Il lavoratore no-vax rischia di essere lasciato a casa con ferie “forzate” se non ottempera agli obblighi di legge.
Obbligo di vaccinazione per professioni sanitarie
Il Governo ha introdotto tramite l’art. 4, Decreto Legge, n. 44 del 1 aprile 2021 l’obbligo di vaccinazione anti COVID-19 per “gli esercenti le professioni sanitarie e gli operatori di interesse sanitario che svolgono la loro attività nelle strutture sanitarie, sociosanitarie e socio-assistenziali, pubbliche e private, nelle farmacie e parafarmacie e negli studi professionali”.
Prima dell’entrata in vigore di questa norma, approvata la scorsa settimana, erano già approdati davanti al giudice diversi casi di dipendenti operanti in ospedali o in strutture sanitarie, come nel caso in esame, che si sono rifiutati di prestarsi alla somministrazione.

**Estratto dati**
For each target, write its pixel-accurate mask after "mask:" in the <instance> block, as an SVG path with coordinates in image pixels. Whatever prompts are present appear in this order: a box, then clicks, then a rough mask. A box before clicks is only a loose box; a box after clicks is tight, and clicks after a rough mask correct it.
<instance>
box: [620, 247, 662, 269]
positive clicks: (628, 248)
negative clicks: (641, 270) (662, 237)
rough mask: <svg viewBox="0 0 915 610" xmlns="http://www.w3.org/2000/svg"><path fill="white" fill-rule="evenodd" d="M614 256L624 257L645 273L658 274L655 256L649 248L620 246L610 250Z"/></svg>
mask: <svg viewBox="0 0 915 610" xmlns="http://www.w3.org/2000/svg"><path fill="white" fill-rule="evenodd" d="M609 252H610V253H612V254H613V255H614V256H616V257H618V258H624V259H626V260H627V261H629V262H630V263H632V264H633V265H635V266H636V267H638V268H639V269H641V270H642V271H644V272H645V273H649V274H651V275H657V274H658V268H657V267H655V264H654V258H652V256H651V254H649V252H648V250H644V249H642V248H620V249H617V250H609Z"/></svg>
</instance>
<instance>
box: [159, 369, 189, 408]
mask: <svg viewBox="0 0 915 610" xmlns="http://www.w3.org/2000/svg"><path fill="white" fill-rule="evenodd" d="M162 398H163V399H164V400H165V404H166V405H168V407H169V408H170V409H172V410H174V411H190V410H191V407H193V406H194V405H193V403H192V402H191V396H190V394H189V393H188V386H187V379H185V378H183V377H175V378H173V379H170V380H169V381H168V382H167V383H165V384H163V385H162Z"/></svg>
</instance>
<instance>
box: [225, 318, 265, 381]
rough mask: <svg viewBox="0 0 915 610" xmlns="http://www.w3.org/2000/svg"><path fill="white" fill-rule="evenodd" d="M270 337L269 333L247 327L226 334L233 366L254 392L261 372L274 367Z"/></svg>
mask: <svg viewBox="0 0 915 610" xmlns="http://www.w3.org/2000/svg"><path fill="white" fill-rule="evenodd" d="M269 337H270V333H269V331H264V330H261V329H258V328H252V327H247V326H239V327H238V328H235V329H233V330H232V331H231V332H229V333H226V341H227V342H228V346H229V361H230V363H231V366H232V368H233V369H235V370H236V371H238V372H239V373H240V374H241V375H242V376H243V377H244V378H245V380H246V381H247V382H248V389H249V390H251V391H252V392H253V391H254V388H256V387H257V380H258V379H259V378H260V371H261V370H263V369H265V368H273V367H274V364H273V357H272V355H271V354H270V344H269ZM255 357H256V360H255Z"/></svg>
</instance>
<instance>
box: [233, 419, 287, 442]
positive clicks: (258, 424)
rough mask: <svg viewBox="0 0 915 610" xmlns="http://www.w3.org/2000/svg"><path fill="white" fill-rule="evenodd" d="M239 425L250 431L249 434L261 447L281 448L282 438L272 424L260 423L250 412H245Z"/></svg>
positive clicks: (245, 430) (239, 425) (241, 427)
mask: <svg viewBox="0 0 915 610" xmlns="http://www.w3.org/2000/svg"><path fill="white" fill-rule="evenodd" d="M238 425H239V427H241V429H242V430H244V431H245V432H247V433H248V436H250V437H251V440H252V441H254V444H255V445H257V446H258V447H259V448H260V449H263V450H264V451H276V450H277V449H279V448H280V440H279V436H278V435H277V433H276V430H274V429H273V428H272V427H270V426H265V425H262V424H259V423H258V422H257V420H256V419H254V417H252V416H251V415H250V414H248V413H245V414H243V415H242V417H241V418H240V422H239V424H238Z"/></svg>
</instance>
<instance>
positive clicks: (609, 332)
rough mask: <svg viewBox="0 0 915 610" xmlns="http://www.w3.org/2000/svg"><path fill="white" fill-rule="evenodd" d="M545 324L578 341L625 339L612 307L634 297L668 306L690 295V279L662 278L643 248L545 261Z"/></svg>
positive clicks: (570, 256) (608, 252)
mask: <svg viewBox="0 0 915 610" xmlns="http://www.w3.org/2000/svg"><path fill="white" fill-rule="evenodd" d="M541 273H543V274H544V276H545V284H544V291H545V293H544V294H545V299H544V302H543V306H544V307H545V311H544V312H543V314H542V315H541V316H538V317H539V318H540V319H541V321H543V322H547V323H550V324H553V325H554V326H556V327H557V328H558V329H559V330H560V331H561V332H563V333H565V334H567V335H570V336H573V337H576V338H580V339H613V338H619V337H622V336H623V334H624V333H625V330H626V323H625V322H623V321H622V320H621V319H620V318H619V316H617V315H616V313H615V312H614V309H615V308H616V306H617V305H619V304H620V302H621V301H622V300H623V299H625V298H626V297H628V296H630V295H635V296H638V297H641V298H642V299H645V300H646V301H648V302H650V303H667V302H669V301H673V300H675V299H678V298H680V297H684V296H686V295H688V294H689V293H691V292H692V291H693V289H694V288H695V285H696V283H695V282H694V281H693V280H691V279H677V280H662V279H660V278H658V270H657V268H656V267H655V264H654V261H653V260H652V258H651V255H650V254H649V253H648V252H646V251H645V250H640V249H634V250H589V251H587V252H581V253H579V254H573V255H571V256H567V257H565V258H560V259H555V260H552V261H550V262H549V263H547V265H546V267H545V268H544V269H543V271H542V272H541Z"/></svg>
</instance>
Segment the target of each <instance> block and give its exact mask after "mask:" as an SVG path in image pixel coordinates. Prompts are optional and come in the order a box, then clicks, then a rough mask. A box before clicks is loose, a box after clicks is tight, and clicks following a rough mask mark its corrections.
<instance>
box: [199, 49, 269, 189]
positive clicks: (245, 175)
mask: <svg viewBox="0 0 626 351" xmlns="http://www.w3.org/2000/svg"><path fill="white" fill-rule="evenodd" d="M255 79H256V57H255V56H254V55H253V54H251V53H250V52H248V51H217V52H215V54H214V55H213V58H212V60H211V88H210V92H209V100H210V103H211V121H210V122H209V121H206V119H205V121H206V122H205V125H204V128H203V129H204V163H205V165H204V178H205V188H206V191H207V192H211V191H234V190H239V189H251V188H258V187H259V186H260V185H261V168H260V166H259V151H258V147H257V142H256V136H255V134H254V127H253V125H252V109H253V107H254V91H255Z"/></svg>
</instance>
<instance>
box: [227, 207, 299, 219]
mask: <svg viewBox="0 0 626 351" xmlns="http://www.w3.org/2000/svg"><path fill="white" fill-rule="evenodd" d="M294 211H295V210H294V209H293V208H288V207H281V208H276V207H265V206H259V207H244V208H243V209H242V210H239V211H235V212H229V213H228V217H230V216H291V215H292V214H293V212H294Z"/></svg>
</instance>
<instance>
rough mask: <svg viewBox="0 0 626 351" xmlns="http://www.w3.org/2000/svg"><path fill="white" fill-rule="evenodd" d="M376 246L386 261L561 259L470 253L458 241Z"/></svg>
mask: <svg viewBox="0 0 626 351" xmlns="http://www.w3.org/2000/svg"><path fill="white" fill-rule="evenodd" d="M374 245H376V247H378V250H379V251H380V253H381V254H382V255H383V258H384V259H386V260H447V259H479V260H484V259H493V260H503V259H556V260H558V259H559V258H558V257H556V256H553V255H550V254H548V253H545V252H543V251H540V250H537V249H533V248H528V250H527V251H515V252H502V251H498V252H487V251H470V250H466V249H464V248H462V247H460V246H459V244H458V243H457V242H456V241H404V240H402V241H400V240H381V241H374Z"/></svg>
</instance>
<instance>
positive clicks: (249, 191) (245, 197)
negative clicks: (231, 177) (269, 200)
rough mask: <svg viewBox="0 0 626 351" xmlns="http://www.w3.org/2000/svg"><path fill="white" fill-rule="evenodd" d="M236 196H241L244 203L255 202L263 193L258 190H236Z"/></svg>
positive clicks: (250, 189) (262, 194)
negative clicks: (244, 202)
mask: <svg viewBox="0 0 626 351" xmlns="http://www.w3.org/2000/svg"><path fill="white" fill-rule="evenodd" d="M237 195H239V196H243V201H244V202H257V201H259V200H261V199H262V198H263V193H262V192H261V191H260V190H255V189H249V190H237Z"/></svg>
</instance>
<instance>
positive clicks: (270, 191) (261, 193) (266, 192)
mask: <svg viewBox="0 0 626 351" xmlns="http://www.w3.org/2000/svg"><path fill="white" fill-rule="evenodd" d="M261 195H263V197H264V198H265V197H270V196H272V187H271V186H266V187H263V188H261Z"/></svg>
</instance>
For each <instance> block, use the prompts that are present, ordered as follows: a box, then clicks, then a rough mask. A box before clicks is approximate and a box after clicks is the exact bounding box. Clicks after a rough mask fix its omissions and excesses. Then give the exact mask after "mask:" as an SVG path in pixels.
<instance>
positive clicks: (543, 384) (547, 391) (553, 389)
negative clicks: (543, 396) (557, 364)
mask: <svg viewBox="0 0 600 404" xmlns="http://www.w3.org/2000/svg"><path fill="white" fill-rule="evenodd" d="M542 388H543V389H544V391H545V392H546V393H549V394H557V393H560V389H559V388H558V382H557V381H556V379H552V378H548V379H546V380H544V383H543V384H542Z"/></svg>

**Istruzioni esercizio**
Rispondi per favore a queste domande sul brano dedicato all'obbligo vaccinale:
1. Che cosa rischia il lavoratore no-vax che non ottempera agli obblighi di legge?
2. Con quale norma il Governo ha introdotto l'obbligo di vaccinazione anti COVID-19?
3. Prima dell'entrata in vigore della norma, quali casi erano già arrivati davanti al giudice?

**Spazio risposta**
1. Rischia di essere lasciato a casa con ferie "forzate".
2. Con l'art. 4 del Decreto Legge n. 44 del 1 aprile 2021.
3. Diversi casi di dipendenti operanti in ospedali o in strutture sanitarie che si sono rifiutati di prestarsi alla somministrazione.